EXERCISE OBJECTIVE
In the forum thread below, what amount of derivatives does Stantheman cite globally?

The IMF has also issued veiled warnings especially regarding SE Asia, Latin Am, Africa and Russia.

I believe it was the IMM that had also issued some serious concerns if not alarms over the oil situation especially in the OPEC and Latin American suppliers.

-- R.C. (racambab@mailcity.com), October 29, 1999.

R.C. Thanks for the reality check. But for those of you who still trust in the 1-10 scale, I warn you: anything more than a 5 will rapidly escalate to a 9 or 10 because the credit/debt balloon inside which we live will implode ferociously. Too many fail to realize this. When you have a house of cards, you don't need an earthquake to bring it down. only the pitterpatter of little feet. There's 700 trillion in debt out there in the world today; the US stock markets are overvalued probably 400%. Take a look at figures on household installment debt, government-guaranteed loan programs, underfunded pension debt obligations, Social Security 'trust' obligations, the $80 trillion in derivatives globally, etc. A frugal, healthy, balanced, financially secure society might weather Y2k with mere belt-tightening. The world today can't. What's the USA going to do if things are bad? Deficit spend? We're already 6 trillion in debt!!!

-- Stantheman (Heidrich@presys.com), October 29, 1999.

Flint, To the extent that your ignorance is being rectified formally, I say you are the eptiomy of ineffectualnous.

ENTRIES
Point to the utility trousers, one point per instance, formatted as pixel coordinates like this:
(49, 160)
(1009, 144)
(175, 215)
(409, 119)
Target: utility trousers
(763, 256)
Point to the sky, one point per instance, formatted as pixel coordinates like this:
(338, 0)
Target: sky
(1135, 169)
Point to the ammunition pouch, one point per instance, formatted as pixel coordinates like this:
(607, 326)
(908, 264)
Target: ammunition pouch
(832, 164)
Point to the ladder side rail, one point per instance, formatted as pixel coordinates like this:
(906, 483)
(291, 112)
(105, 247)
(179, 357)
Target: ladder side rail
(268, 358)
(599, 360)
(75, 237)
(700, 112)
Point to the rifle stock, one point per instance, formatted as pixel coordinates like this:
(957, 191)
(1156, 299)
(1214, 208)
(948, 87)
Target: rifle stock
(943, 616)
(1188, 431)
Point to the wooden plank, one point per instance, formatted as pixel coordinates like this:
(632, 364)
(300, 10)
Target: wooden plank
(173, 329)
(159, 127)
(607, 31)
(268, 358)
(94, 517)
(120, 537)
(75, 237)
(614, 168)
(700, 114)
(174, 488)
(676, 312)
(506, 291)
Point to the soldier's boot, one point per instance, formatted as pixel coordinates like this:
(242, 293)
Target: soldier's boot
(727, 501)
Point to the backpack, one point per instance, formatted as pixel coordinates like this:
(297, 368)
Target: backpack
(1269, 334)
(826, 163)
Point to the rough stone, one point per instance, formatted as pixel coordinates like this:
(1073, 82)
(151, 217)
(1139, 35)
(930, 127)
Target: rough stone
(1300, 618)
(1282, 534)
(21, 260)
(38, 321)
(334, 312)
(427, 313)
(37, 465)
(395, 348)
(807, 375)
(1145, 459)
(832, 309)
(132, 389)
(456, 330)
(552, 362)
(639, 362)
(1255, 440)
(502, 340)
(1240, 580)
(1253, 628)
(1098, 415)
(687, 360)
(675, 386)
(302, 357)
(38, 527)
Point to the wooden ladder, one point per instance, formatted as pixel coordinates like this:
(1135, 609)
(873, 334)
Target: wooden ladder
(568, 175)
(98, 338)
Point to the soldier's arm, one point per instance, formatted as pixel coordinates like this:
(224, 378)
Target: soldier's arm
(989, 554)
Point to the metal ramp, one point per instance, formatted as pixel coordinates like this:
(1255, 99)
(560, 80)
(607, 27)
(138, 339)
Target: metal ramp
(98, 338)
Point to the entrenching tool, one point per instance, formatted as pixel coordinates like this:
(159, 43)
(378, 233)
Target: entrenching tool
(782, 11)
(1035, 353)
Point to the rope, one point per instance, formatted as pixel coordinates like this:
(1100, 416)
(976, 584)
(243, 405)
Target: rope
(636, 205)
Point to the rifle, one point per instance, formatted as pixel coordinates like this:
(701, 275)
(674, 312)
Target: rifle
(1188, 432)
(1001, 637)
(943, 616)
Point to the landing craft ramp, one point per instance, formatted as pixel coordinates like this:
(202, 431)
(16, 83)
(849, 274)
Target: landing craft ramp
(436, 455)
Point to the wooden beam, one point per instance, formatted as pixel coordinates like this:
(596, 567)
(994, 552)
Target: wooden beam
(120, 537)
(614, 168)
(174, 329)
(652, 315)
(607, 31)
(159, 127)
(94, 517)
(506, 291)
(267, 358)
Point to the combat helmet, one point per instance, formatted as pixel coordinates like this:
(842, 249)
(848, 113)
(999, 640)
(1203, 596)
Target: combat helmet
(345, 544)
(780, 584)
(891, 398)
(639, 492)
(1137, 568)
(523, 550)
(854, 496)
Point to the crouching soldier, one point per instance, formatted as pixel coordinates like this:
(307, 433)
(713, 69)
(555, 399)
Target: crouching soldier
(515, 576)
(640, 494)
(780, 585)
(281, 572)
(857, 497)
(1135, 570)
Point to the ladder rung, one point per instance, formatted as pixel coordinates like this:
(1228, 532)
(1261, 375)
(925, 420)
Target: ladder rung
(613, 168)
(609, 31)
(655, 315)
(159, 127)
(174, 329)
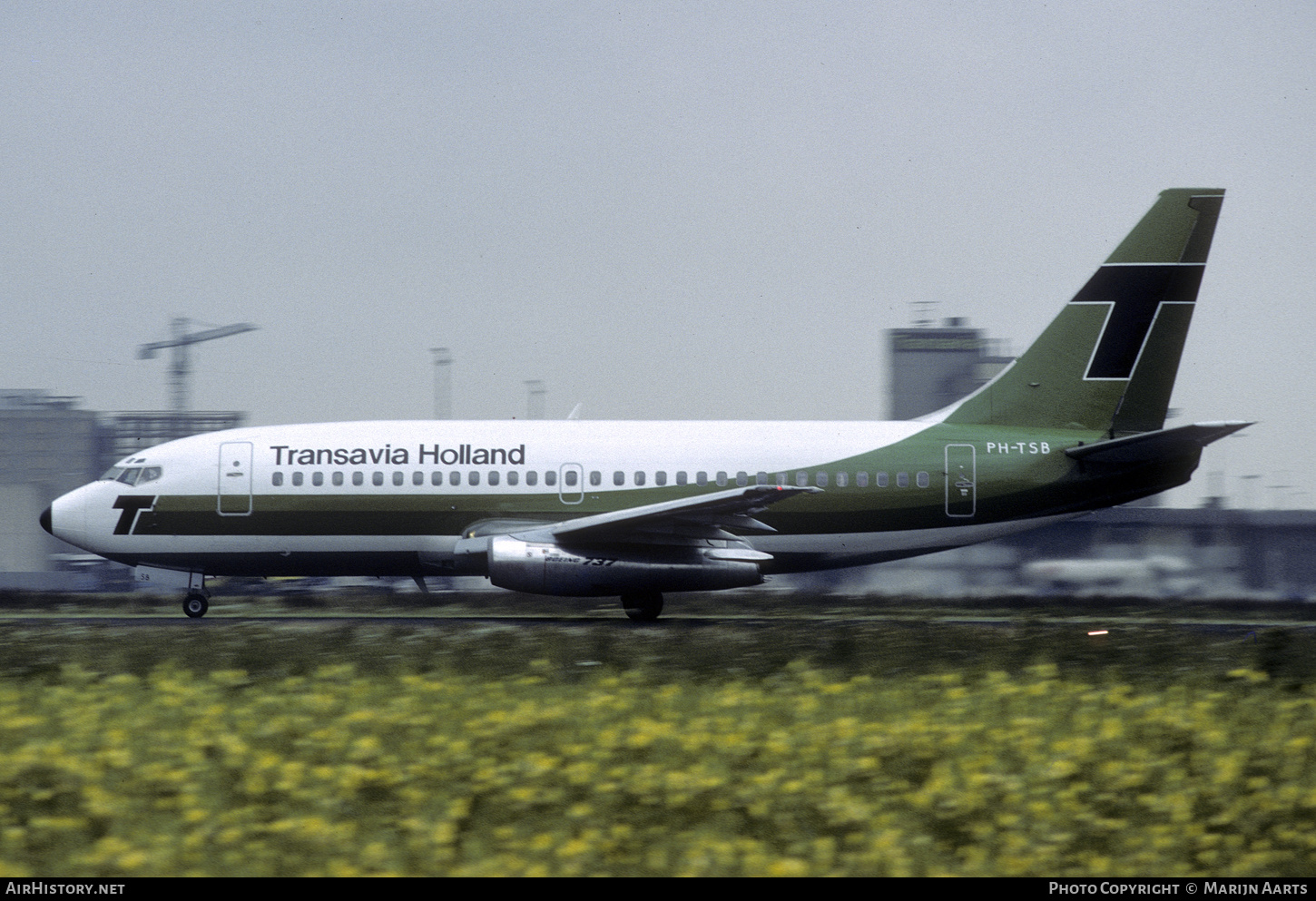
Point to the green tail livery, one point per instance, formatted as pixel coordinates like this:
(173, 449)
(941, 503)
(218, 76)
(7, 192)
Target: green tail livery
(640, 509)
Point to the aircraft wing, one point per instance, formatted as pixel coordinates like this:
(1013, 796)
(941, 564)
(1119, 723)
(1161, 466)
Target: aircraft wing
(704, 515)
(1158, 445)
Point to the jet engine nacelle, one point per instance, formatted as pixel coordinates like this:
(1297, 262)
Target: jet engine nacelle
(547, 568)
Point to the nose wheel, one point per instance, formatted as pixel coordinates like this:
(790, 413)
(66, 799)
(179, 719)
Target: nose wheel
(195, 604)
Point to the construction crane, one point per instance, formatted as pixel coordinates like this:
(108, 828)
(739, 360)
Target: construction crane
(181, 363)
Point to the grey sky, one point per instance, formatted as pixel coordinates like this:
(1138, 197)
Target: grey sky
(663, 210)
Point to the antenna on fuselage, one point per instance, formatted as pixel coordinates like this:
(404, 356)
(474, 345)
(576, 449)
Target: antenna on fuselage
(442, 383)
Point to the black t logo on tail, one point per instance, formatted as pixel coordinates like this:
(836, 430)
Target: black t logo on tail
(1134, 293)
(131, 506)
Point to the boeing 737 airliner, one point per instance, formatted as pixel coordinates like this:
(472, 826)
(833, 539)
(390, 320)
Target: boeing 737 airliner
(634, 509)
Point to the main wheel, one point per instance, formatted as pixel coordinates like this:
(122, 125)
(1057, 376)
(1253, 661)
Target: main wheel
(643, 607)
(195, 605)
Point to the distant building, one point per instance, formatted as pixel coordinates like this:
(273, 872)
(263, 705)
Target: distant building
(50, 446)
(936, 366)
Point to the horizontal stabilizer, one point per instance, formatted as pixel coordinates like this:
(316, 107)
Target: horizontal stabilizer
(1149, 446)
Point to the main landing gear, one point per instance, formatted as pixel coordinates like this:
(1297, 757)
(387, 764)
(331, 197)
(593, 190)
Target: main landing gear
(195, 604)
(643, 607)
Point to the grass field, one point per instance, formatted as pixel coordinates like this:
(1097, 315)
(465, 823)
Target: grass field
(751, 749)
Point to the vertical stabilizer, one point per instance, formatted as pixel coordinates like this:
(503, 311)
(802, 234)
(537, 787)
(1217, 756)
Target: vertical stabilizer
(1107, 362)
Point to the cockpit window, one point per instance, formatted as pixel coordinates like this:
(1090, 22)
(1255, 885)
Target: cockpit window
(132, 475)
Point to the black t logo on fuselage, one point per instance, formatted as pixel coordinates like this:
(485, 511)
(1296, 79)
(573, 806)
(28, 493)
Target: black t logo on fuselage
(131, 506)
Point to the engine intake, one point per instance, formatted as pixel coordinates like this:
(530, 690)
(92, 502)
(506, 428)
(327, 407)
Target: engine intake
(547, 568)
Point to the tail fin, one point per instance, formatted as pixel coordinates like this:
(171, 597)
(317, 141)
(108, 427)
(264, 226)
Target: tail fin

EXERCISE SOLUTION
$80 trillion